> Stated goal
Copy the data precisely, keeping every character.

> Items
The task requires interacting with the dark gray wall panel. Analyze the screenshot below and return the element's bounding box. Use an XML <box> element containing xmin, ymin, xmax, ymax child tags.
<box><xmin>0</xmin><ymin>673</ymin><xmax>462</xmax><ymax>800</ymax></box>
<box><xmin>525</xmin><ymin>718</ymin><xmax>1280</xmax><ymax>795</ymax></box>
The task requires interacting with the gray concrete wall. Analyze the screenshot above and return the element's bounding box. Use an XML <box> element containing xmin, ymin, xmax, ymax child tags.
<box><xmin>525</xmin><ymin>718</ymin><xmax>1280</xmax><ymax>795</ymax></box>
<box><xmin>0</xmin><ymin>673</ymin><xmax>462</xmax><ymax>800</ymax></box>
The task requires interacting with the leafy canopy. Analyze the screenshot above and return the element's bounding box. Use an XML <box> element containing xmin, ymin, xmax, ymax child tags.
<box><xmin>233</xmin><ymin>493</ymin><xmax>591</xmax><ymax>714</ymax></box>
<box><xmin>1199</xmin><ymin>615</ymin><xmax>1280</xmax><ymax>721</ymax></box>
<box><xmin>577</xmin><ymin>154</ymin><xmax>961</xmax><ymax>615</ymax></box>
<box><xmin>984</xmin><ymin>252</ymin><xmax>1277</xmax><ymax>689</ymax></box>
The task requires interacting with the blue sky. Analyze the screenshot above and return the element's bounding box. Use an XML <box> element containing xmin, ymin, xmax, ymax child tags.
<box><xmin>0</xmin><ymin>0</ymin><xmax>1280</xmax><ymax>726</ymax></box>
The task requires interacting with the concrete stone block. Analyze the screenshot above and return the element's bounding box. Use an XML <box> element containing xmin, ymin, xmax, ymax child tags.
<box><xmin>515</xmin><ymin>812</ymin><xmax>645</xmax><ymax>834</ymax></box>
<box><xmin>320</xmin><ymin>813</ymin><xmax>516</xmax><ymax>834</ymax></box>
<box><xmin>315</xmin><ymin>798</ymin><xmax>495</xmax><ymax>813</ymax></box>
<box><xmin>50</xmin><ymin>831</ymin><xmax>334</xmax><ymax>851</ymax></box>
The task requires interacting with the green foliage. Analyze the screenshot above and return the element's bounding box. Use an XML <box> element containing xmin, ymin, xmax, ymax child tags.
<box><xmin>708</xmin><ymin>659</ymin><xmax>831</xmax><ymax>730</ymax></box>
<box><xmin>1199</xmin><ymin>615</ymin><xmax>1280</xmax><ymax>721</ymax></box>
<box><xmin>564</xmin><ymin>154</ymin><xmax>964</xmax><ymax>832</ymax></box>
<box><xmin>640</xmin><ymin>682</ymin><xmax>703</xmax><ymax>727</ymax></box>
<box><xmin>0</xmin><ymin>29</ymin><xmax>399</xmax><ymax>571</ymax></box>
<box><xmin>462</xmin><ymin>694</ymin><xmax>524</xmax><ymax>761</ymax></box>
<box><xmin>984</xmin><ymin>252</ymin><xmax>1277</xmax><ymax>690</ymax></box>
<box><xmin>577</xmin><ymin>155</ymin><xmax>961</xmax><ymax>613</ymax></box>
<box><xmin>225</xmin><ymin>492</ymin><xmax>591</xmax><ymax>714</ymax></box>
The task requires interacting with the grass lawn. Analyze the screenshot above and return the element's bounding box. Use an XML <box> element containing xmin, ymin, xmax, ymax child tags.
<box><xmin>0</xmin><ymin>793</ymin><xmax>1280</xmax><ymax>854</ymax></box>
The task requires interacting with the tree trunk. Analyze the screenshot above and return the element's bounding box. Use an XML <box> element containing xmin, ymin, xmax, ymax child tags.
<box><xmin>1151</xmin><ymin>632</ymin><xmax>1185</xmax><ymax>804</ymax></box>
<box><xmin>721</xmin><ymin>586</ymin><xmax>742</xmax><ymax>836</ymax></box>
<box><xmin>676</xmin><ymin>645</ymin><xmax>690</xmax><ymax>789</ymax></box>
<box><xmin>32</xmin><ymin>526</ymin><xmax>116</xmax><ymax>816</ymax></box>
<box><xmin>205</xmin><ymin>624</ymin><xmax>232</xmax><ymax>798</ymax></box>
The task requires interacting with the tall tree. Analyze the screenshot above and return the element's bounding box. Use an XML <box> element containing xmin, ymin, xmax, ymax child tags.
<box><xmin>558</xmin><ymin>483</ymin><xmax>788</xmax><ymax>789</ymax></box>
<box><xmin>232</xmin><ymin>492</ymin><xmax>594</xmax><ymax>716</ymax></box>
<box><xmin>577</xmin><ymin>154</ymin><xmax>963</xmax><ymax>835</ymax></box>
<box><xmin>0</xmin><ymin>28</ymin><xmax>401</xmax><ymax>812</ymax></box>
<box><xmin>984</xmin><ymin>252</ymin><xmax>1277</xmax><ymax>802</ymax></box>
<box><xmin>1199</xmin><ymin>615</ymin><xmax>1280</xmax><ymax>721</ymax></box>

> Full response
The task requires interacting with the dark gray wall panel. Analyze the screenshot below and return the element's bounding box. Use an XML <box> element containing xmin, ymin, xmax, ymax child tags.
<box><xmin>0</xmin><ymin>673</ymin><xmax>462</xmax><ymax>800</ymax></box>
<box><xmin>525</xmin><ymin>718</ymin><xmax>1280</xmax><ymax>795</ymax></box>
The task requires interacting with the gray concrete wall. Analyze the screenshot above and return the element's bounding box. Use an XML <box> element containing xmin, ymin, xmax, ymax child tags.
<box><xmin>525</xmin><ymin>718</ymin><xmax>1280</xmax><ymax>795</ymax></box>
<box><xmin>0</xmin><ymin>673</ymin><xmax>462</xmax><ymax>800</ymax></box>
The task requires interacting with the leafy canopy. Analyze the screenshot above and return the element's bounding box. Use an XML <box> element containing xmin, ymin, xmax, ymax child tags.
<box><xmin>233</xmin><ymin>493</ymin><xmax>591</xmax><ymax>714</ymax></box>
<box><xmin>1199</xmin><ymin>615</ymin><xmax>1280</xmax><ymax>721</ymax></box>
<box><xmin>577</xmin><ymin>154</ymin><xmax>961</xmax><ymax>615</ymax></box>
<box><xmin>984</xmin><ymin>252</ymin><xmax>1277</xmax><ymax>689</ymax></box>
The task requires interacting with the blue sky. Analyze the screenshot above and return the element's bounding box. Use an XML <box> element containing xmin, ymin, xmax, ymax child tags.
<box><xmin>0</xmin><ymin>0</ymin><xmax>1280</xmax><ymax>726</ymax></box>
The task requires interacting with the concrete stone block. Analyze the screenshot above and return the element's bounding box. Use an XML <box> element containing xmin, ymin, xmax, ymax child tags.
<box><xmin>515</xmin><ymin>812</ymin><xmax>645</xmax><ymax>834</ymax></box>
<box><xmin>320</xmin><ymin>813</ymin><xmax>516</xmax><ymax>834</ymax></box>
<box><xmin>315</xmin><ymin>798</ymin><xmax>495</xmax><ymax>813</ymax></box>
<box><xmin>50</xmin><ymin>831</ymin><xmax>334</xmax><ymax>851</ymax></box>
The task requires interacting with the green foliage. Analyze the screenshot above and return the element's bounding box. Use an XML <box> element containing xmin, ymin, xmax, ymax child tags.
<box><xmin>708</xmin><ymin>659</ymin><xmax>831</xmax><ymax>730</ymax></box>
<box><xmin>1199</xmin><ymin>615</ymin><xmax>1280</xmax><ymax>721</ymax></box>
<box><xmin>564</xmin><ymin>154</ymin><xmax>964</xmax><ymax>832</ymax></box>
<box><xmin>640</xmin><ymin>682</ymin><xmax>703</xmax><ymax>727</ymax></box>
<box><xmin>0</xmin><ymin>29</ymin><xmax>399</xmax><ymax>571</ymax></box>
<box><xmin>462</xmin><ymin>694</ymin><xmax>524</xmax><ymax>761</ymax></box>
<box><xmin>984</xmin><ymin>252</ymin><xmax>1277</xmax><ymax>690</ymax></box>
<box><xmin>577</xmin><ymin>155</ymin><xmax>961</xmax><ymax>613</ymax></box>
<box><xmin>225</xmin><ymin>492</ymin><xmax>591</xmax><ymax>714</ymax></box>
The task requires interacting with the grass lawn. Analyze the screenshot above and return the element's bounding box. Use an XML <box> element containing xmin, ymin, xmax, ymax child tags.
<box><xmin>0</xmin><ymin>793</ymin><xmax>1280</xmax><ymax>854</ymax></box>
The task requires interacting with the tree trunk. Analyze the screenshot above and return the element's bounding box. Use an XML <box> element containing xmin, ymin, xmax, ymax child tags.
<box><xmin>1151</xmin><ymin>632</ymin><xmax>1185</xmax><ymax>804</ymax></box>
<box><xmin>721</xmin><ymin>586</ymin><xmax>742</xmax><ymax>836</ymax></box>
<box><xmin>676</xmin><ymin>645</ymin><xmax>690</xmax><ymax>789</ymax></box>
<box><xmin>32</xmin><ymin>526</ymin><xmax>116</xmax><ymax>816</ymax></box>
<box><xmin>205</xmin><ymin>624</ymin><xmax>232</xmax><ymax>798</ymax></box>
The task requires interacting with the tall tree. Analyze the screenshot above and return the element's bounding box. Use an XML <box> element containing xmin, ymin, xmax, ymax child tags.
<box><xmin>558</xmin><ymin>483</ymin><xmax>788</xmax><ymax>789</ymax></box>
<box><xmin>232</xmin><ymin>492</ymin><xmax>594</xmax><ymax>716</ymax></box>
<box><xmin>577</xmin><ymin>154</ymin><xmax>963</xmax><ymax>835</ymax></box>
<box><xmin>0</xmin><ymin>28</ymin><xmax>401</xmax><ymax>812</ymax></box>
<box><xmin>984</xmin><ymin>252</ymin><xmax>1277</xmax><ymax>802</ymax></box>
<box><xmin>1199</xmin><ymin>615</ymin><xmax>1280</xmax><ymax>721</ymax></box>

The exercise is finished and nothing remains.